◆ AIM OF THE TASK ◆
The line containing "Where can the concrete pavement" marks where to begin; quote it and every line after it through the end of the data, exactly as written.

◆ INFORMATION GIVEN ◆
## start
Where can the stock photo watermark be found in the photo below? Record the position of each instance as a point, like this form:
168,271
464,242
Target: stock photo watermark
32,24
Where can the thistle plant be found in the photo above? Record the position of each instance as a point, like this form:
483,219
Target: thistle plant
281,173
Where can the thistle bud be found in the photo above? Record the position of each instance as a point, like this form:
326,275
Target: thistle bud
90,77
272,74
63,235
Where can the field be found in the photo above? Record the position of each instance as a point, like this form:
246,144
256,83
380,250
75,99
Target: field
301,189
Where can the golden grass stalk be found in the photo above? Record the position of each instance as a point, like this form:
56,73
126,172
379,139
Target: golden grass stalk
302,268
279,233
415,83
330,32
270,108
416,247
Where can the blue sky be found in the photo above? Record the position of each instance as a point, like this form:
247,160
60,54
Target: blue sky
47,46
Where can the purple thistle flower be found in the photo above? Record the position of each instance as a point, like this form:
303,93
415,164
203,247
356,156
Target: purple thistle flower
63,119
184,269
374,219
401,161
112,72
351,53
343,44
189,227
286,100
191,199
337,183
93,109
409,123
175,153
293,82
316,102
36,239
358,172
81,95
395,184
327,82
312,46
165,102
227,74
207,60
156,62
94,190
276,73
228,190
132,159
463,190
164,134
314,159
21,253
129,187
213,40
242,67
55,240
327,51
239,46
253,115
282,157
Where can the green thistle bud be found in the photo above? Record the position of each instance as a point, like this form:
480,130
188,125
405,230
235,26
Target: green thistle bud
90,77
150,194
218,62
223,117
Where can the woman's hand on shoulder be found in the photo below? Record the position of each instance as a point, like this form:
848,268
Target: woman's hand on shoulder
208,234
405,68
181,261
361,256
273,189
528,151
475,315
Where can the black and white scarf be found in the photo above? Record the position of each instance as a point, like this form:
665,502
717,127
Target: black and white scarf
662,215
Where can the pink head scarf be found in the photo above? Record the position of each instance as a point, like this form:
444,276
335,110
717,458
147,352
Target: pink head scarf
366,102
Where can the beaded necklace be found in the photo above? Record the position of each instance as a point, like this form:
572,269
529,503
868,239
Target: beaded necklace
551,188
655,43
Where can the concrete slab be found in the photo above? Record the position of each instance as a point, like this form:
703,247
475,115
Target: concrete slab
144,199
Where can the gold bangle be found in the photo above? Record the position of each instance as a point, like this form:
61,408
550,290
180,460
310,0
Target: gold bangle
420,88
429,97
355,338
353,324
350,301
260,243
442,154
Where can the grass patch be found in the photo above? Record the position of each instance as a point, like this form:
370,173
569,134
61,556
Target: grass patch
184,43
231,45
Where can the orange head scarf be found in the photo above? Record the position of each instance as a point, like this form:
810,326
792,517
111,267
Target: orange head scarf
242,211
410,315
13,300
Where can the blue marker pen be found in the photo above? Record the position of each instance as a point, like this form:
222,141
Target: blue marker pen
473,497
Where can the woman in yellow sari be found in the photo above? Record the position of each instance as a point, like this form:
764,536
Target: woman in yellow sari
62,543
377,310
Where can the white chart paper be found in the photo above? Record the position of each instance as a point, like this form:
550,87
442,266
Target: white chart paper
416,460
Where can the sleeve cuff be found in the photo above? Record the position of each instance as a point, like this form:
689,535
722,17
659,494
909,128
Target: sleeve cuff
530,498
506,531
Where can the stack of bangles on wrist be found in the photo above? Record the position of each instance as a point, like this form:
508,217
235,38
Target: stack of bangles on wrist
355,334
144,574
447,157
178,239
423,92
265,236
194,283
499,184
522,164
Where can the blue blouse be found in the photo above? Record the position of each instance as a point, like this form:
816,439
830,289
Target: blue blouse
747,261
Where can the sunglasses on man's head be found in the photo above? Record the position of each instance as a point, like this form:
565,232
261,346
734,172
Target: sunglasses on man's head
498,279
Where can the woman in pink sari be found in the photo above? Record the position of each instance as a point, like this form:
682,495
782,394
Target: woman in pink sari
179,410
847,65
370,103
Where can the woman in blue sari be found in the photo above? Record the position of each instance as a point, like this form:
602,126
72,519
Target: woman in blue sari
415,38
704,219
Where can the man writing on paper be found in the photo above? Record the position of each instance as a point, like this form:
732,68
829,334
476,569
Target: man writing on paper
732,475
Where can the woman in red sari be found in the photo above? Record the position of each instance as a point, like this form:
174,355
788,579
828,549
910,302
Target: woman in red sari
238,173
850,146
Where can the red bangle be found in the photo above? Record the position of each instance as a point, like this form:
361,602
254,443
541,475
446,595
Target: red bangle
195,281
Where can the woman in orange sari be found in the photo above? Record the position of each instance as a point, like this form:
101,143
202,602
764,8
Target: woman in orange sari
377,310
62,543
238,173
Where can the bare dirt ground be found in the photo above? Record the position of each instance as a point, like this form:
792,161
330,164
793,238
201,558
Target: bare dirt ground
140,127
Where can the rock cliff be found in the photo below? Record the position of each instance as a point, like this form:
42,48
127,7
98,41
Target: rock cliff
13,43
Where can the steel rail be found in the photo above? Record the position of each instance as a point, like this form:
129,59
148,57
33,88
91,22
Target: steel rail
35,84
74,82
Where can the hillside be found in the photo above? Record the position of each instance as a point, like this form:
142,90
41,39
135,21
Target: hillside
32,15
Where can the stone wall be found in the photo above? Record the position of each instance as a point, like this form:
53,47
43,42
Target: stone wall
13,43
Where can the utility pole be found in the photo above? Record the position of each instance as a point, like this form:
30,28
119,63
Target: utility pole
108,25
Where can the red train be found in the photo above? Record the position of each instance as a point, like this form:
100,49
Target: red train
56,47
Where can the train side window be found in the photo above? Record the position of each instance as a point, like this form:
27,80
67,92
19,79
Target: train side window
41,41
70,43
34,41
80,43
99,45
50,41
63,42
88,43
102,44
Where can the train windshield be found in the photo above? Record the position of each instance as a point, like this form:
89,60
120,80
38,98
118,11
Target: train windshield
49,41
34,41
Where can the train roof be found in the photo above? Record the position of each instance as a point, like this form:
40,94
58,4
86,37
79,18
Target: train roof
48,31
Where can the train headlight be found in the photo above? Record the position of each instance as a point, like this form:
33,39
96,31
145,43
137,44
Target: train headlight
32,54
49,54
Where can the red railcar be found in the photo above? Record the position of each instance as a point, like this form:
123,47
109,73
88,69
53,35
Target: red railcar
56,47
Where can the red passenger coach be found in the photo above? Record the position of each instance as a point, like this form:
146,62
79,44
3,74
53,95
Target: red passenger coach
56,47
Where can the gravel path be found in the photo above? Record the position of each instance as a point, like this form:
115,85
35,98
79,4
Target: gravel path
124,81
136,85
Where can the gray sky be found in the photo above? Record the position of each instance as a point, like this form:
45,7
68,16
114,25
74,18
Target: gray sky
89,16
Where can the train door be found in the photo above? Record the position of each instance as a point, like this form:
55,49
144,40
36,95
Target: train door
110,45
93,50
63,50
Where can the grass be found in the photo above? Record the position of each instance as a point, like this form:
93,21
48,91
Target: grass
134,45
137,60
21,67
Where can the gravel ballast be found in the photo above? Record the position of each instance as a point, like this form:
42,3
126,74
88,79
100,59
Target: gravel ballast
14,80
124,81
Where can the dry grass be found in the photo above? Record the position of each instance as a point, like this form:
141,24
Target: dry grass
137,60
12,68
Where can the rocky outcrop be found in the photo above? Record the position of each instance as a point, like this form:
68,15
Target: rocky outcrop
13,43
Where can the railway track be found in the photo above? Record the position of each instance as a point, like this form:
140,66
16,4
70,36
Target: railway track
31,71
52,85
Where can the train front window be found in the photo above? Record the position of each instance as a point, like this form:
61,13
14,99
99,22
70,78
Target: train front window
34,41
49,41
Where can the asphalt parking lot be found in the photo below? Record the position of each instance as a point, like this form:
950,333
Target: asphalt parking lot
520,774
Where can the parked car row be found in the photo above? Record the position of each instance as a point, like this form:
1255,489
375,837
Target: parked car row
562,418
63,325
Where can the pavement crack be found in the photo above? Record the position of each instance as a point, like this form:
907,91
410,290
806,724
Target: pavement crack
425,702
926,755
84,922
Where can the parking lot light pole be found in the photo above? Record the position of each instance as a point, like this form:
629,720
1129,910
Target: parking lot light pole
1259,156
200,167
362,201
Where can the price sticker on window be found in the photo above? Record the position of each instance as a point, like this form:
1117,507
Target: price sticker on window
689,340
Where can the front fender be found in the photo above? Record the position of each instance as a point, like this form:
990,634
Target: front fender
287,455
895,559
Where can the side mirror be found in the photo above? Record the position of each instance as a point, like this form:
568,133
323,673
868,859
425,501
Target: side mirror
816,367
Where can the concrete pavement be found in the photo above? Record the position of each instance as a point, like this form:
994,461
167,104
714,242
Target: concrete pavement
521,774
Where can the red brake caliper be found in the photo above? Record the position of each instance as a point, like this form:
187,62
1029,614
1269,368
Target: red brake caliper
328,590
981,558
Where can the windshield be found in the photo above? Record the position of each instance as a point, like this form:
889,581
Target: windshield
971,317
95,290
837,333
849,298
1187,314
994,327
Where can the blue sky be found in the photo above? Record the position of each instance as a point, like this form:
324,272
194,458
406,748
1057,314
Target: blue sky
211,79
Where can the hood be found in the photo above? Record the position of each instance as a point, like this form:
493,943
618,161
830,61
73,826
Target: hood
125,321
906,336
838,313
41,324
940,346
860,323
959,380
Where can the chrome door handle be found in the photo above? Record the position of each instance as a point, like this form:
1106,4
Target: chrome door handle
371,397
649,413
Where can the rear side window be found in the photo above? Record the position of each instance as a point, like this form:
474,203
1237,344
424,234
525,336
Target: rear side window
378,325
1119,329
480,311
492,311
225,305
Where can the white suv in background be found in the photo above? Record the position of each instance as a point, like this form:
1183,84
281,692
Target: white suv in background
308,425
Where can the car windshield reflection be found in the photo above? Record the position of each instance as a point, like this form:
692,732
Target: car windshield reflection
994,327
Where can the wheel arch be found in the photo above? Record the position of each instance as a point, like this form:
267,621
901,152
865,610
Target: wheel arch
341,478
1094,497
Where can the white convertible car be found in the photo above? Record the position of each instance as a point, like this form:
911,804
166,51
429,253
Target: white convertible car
## end
◆ REPLY ◆
Where can the concrete pavement be found in the photo above? Record the position of each instance as a point, like this form:
994,461
167,104
714,242
Target: concrete pavement
521,774
Where can the red brake caliper be found in the photo above? Record the position of each instance as a point, like this form:
187,62
1029,614
1269,368
Target: red brake caliper
328,590
981,558
Where can the windshield be found in the photo above? Record the position of each instance as a point, like this form:
889,581
Target: windshield
971,317
95,290
837,333
849,298
1187,314
994,327
Where can the blue sky be found in the photo above? Record the position of each instance as a point, like this form:
324,272
194,458
406,748
1057,314
Target: blue sky
211,79
Where can the hood be found in the photo above? Record the position of each instance as a point, like this form:
493,943
618,161
830,61
73,826
Target: hood
125,321
906,336
838,313
41,324
940,346
860,323
959,380
Where can the chrome door handle be found in the photo above? Record the position of each instance as a point, like this form:
1106,4
Target: chrome door handle
371,397
649,413
Where can the rear side window be found in the photo above? Record the position of each instance as a point, like this form:
474,203
1237,344
424,234
525,336
Target: rear side window
378,325
1119,329
480,311
492,311
225,305
Where can the white suv in background be found in the photo above? Record the position of each instance as a point, like this form:
1183,84
281,692
Target: white suv in background
308,425
Where can the car windshield reflection be found in the photo above? Record the position of each instance as a point, like this form:
692,732
Target: car windshield reflection
994,327
Where can the wheel arch be found in the photo above? Record the position of each instance as a point, like this form:
267,621
901,152
865,610
Target: wheel arch
341,478
1094,497
Where can the white convertible car be found in the photo above? Record the position of each instance as a point, like this form:
911,804
166,51
429,253
Target: white convertible car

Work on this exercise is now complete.